▸ **Job**: Could you print each of the records below word for word, omitting the pictures?

▸ **Available data**:
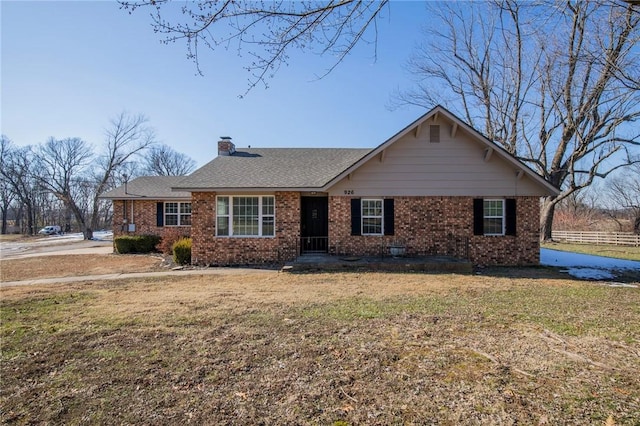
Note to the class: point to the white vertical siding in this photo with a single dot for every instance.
(414, 166)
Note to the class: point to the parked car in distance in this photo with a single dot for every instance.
(50, 230)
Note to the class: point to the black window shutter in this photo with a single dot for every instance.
(389, 224)
(510, 213)
(478, 216)
(356, 216)
(160, 214)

▸ **Result for this task**:
Note to the class: point to the white vertical siding in this photo with a single dot for every instance.
(414, 166)
Note to the class: point to the parked car in distance in this photo with a single dot for every instance.
(50, 230)
Note to the class: point to the black window shutter in this photo with a single dot for every instance.
(389, 224)
(510, 213)
(478, 216)
(356, 216)
(160, 214)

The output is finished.